Mint Pho & Cuisine, Burwood

Monday, December 09, 2013

Along the main strip of Burwood Road you're likely to find a number of Chinese eateries and shops. A LOT of Chinese shops, in fact - particularly on the southern end of the station (not the Westfield end). It's not hard to find your ubiquitous Asian convenience/grocery store, butchery, restaurant or BBQ meats shop on Burwood Road, which is what draws a large number of the Chinese community to its streets every day. We often visit for a lunch of cheap BBQ Pork and Soy Sauce Chicken with rice at one of the BBQ meat eateries, or to buy some Asian bread from one of the many bakeries along the street.

But what if you felt like something other than Chinese? True, there are lots of good, cheap Chinese eateries scattered along Burwood Road, but a newcomer to the Burwood eating strip is Mint, a Vietnamese joint made modern by its funky, contemporary and slightly less cheap décor. It would be quite easy to miss this small, unpretentious restaurant nestled in among the  plethora of Chinese eateries just up from the ANZ Bank, but upon hearing of it from a foodie friend of mine I was determined to give it a try one lazy Saturday lunchtime. This end of Burwood Road is much quieter than the section of it in and around Burwood Westfield - far more peaceful and much easier to get a parking spot.

Listed records:
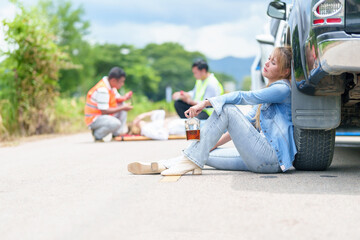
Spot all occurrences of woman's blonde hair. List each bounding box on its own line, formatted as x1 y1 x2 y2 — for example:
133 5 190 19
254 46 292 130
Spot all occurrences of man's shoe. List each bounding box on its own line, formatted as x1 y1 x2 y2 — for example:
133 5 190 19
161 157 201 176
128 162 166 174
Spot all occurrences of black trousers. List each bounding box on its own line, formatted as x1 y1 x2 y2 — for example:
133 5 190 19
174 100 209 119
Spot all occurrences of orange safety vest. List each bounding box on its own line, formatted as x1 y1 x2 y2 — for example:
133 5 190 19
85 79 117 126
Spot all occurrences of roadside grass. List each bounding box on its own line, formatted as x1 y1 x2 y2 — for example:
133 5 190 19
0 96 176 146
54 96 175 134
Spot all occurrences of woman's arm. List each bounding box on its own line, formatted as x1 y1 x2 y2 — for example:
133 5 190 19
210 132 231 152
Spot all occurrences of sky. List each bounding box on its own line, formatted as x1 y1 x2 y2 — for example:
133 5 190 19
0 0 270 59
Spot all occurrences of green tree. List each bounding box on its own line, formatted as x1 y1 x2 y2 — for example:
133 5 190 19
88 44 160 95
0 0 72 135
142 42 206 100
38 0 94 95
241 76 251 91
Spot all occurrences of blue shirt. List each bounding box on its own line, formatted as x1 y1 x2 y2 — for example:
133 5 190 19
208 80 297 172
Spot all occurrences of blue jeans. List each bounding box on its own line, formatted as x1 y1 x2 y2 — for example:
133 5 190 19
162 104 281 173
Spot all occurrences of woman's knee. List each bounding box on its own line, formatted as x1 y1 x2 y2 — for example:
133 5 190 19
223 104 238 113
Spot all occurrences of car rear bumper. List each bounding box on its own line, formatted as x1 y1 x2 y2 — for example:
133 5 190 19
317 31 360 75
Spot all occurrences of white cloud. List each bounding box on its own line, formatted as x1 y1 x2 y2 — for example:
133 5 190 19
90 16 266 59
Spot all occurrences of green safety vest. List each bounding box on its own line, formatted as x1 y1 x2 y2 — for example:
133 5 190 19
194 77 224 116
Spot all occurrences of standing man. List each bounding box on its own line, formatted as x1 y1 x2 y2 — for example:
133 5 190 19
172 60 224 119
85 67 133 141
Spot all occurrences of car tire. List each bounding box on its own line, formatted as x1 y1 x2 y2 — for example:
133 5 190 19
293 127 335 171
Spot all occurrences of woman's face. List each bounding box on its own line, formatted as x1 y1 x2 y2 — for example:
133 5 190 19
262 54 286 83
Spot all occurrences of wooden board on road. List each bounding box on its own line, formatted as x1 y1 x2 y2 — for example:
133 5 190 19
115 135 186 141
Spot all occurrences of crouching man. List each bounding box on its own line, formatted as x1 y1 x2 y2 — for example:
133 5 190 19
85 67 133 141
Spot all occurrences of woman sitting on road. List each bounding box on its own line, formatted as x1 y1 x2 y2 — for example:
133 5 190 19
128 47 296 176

==

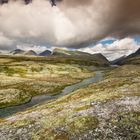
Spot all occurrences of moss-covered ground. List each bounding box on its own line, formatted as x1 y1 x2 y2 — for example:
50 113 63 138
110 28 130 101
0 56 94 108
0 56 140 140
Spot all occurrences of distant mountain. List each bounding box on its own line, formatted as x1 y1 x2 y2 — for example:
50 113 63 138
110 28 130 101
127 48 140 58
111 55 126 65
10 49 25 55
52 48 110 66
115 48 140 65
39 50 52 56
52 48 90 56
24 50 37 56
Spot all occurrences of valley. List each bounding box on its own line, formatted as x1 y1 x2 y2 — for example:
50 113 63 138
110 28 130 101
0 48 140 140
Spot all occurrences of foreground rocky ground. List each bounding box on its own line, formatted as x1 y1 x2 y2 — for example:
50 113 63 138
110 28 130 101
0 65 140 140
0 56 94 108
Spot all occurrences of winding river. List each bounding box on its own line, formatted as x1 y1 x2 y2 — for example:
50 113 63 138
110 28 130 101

--

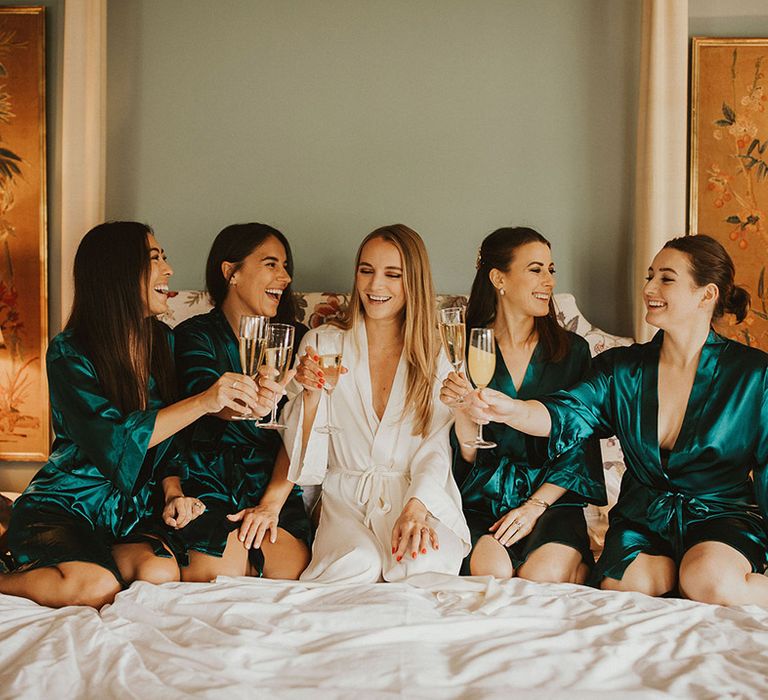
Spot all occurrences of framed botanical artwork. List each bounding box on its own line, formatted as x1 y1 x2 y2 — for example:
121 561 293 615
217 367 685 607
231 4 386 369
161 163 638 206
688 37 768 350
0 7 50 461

Set exercise: Reproduce the passage of the post about Mint Pho & Cuisine starting with "Along the main" and going on through "along the street.".

The result:
Along the main strip of Burwood Road you're likely to find a number of Chinese eateries and shops. A LOT of Chinese shops, in fact - particularly on the southern end of the station (not the Westfield end). It's not hard to find your ubiquitous Asian convenience/grocery store, butchery, restaurant or BBQ meats shop on Burwood Road, which is what draws a large number of the Chinese community to its streets every day. We often visit for a lunch of cheap BBQ Pork and Soy Sauce Chicken with rice at one of the BBQ meat eateries, or to buy some Asian bread from one of the many bakeries along the street.